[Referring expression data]
* * *
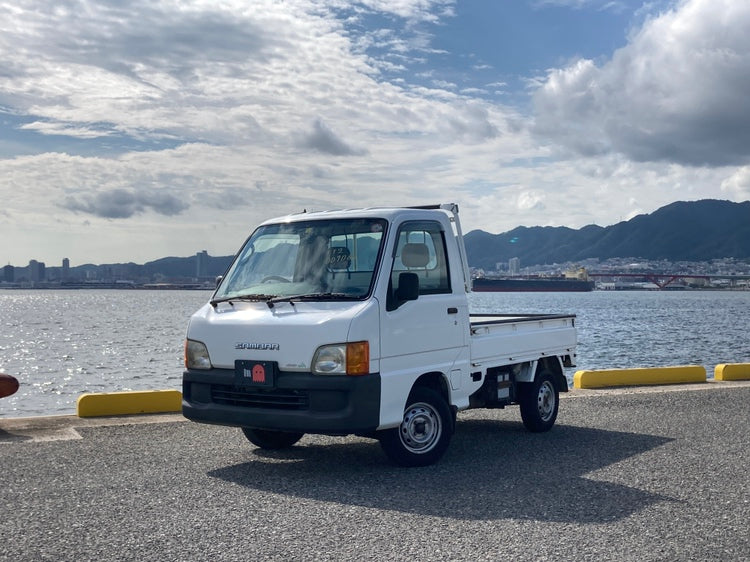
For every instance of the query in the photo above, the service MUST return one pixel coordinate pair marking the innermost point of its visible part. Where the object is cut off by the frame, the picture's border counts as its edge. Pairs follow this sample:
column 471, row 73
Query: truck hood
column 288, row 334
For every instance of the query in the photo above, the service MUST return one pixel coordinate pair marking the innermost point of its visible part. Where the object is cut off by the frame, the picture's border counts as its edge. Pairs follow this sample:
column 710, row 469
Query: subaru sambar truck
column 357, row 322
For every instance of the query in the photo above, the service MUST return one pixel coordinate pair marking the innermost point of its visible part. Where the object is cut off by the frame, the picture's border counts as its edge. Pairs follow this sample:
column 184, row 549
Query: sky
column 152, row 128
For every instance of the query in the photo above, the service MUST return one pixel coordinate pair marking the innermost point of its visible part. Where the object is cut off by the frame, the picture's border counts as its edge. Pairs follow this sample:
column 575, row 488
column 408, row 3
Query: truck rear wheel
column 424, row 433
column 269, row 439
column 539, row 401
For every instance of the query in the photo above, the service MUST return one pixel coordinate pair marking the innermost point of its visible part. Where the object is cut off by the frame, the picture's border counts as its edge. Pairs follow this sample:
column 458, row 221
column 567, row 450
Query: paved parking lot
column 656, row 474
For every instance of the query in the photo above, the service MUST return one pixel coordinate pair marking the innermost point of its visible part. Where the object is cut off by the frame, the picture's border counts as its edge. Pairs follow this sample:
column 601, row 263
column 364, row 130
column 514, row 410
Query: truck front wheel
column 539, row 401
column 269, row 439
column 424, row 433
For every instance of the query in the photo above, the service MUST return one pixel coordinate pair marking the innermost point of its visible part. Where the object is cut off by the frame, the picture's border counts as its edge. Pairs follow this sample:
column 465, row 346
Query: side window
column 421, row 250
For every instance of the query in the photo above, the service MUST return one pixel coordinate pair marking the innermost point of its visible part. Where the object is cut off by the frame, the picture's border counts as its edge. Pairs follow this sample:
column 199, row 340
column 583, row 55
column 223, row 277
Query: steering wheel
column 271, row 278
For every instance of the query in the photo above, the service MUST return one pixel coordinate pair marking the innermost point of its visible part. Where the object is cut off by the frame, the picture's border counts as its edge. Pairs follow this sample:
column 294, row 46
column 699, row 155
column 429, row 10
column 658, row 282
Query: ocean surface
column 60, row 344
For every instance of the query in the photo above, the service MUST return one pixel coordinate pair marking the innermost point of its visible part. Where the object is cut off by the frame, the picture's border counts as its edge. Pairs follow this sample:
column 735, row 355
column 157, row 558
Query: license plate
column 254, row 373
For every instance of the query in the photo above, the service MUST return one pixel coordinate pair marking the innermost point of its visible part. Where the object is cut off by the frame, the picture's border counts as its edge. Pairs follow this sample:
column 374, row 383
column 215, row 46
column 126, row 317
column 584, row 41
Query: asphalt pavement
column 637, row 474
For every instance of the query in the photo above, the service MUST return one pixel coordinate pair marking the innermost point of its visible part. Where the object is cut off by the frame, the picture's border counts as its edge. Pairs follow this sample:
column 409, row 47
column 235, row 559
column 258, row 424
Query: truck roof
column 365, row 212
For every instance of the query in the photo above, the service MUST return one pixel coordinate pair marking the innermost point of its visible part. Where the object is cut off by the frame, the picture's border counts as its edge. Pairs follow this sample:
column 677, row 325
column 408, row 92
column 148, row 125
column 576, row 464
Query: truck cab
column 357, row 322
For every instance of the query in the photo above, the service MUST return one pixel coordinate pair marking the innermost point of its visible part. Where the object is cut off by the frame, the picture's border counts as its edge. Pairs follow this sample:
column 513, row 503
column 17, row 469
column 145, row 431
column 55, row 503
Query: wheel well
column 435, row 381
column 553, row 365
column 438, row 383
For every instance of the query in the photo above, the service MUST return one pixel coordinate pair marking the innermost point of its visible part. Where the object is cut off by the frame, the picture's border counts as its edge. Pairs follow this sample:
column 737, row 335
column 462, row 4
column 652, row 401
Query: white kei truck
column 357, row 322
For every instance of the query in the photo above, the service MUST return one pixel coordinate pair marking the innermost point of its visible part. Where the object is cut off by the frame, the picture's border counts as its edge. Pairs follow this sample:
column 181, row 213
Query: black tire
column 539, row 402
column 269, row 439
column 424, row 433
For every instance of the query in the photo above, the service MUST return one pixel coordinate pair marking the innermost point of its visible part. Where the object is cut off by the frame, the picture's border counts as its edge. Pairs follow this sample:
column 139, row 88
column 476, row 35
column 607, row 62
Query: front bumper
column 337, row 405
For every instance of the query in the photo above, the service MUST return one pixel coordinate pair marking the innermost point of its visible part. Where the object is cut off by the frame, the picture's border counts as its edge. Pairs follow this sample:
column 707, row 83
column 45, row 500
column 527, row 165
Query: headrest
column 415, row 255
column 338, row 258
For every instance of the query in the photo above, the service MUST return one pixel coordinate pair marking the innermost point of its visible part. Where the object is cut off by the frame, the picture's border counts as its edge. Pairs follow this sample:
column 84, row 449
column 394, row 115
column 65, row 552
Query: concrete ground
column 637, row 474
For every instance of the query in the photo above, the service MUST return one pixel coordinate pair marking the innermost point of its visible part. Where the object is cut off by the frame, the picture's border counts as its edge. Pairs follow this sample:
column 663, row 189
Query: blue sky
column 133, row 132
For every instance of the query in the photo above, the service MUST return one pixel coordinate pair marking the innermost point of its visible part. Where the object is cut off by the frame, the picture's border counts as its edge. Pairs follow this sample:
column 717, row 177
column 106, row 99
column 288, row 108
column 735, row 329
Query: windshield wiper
* * *
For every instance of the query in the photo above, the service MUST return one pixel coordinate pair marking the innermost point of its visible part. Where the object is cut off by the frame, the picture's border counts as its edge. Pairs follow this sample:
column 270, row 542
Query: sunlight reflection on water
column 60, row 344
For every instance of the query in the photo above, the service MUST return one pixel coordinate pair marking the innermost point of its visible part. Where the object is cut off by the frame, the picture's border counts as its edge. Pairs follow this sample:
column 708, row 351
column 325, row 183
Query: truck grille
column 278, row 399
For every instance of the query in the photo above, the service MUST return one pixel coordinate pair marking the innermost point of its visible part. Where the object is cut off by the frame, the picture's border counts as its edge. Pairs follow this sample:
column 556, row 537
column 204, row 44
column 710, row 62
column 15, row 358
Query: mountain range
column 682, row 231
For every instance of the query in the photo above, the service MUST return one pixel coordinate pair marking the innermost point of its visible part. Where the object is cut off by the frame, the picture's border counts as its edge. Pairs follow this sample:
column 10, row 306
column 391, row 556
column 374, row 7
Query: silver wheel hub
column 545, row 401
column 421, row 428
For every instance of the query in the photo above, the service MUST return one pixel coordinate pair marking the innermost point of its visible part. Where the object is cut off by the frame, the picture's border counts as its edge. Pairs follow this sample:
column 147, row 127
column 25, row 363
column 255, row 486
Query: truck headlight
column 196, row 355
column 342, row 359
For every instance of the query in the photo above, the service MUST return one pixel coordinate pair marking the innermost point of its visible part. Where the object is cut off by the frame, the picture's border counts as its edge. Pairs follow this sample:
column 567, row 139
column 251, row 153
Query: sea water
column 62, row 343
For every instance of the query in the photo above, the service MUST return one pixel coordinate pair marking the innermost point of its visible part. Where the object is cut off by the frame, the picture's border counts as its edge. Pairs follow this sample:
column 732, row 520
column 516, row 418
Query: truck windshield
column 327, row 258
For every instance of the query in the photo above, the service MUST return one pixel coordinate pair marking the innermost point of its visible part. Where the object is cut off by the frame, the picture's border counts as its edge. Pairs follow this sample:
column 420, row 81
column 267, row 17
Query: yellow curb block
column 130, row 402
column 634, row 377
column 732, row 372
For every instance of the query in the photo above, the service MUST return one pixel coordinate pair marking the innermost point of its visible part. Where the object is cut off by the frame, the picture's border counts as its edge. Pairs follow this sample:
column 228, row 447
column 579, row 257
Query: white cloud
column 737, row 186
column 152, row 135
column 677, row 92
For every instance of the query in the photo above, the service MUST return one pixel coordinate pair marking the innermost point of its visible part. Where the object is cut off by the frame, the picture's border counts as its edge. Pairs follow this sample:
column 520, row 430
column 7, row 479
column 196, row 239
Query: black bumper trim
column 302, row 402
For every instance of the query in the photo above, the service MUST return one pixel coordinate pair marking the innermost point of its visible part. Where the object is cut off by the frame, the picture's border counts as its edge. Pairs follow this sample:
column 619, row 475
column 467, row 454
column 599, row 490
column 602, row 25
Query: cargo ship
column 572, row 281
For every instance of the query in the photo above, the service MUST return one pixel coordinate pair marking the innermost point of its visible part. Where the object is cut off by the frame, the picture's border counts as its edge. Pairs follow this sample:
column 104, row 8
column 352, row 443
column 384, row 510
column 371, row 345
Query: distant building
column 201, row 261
* * *
● **Work required**: Both end lines included, restate word for word the lines above from the line with "column 65, row 552" to the line with "Query: windshield wiper", and nothing else.

● **Written response**:
column 65, row 552
Query: concrete ground
column 637, row 474
For every instance of the query in the photo above, the service MUST return one pixel coordinate pair marking the innermost point of its visible part. Where the object is cut off by the frame, the picture's border counts as its edge. Pairs follow this sample:
column 663, row 189
Query: blue sky
column 133, row 132
For every instance of the query in the photo above, the service MUST return one pixel coordinate pair marking the innermost point of its visible part. Where the object is cut off by the frame, the picture's border counts as its edge. Pairs follow this sample:
column 717, row 177
column 106, row 99
column 288, row 108
column 735, row 329
Query: windshield wiper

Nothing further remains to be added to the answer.